*TASK TO CARRY OUT:*
Can you render every line of the material below as a numbered list, skipping blank lines and omitting the pictures?

[Stored data entries]
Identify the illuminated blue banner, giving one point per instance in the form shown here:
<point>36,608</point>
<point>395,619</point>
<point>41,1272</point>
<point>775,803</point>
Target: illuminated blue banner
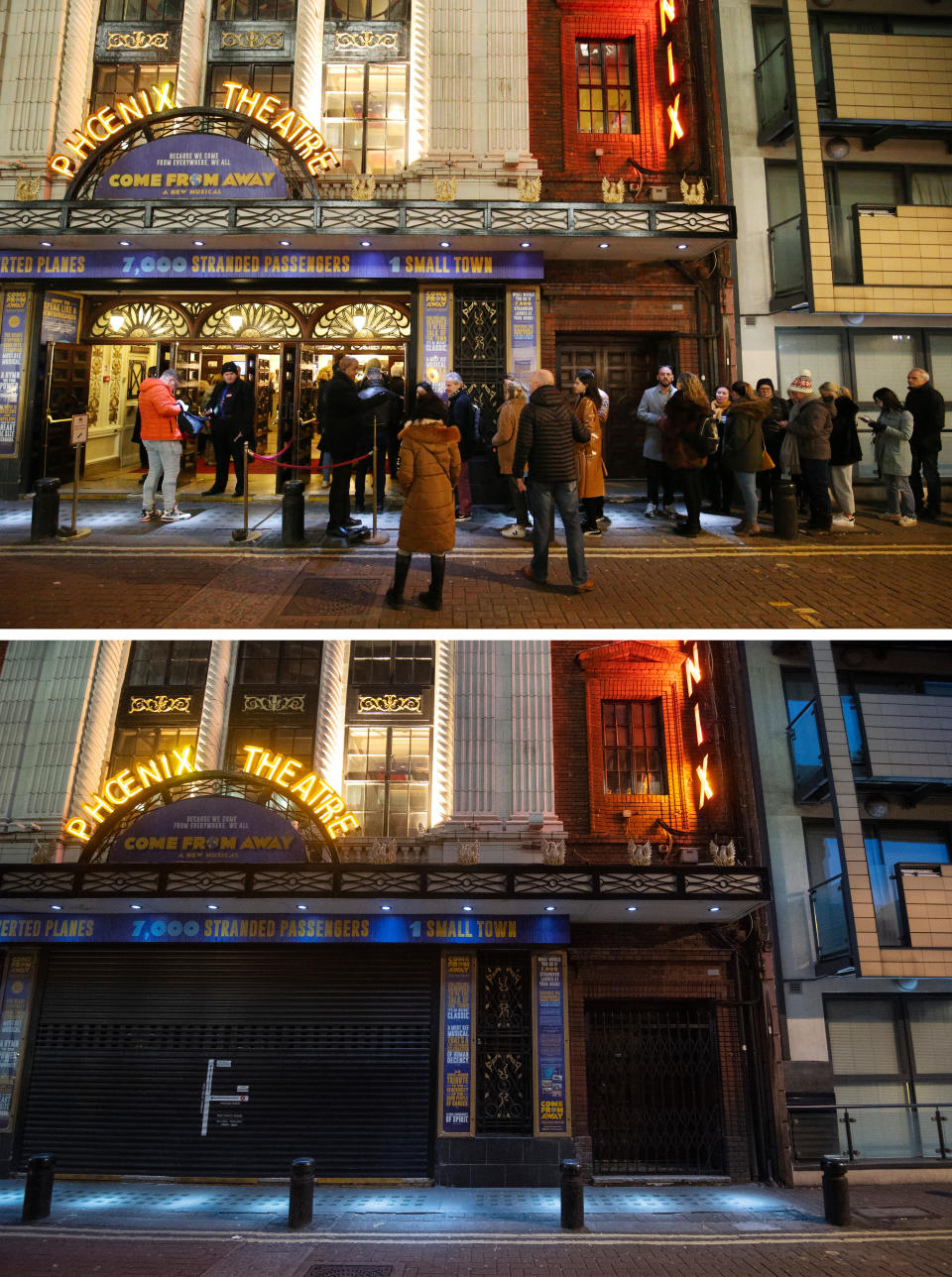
<point>280,929</point>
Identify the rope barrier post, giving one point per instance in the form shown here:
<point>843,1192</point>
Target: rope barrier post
<point>242,534</point>
<point>375,537</point>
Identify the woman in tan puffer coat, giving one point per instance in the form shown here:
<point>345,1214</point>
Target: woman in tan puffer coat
<point>428,471</point>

*RESPONSE TO THIS EXERCISE:*
1. Identify the illuminated blue banner, giving one point per instance in the form shown here:
2. <point>36,608</point>
3. <point>395,619</point>
4. <point>41,1272</point>
5. <point>775,803</point>
6. Target: illuminated blue banner
7. <point>280,929</point>
8. Identify the rope barrier post, giving one point per instance in the form shown here:
9. <point>843,1192</point>
10. Target: rope barrier post
11. <point>242,534</point>
12. <point>375,537</point>
13. Identify the woman in tan puffer coat, giving one point per instance in the form shown here:
14. <point>345,1214</point>
15. Target: woman in tan puffer coat
16. <point>428,471</point>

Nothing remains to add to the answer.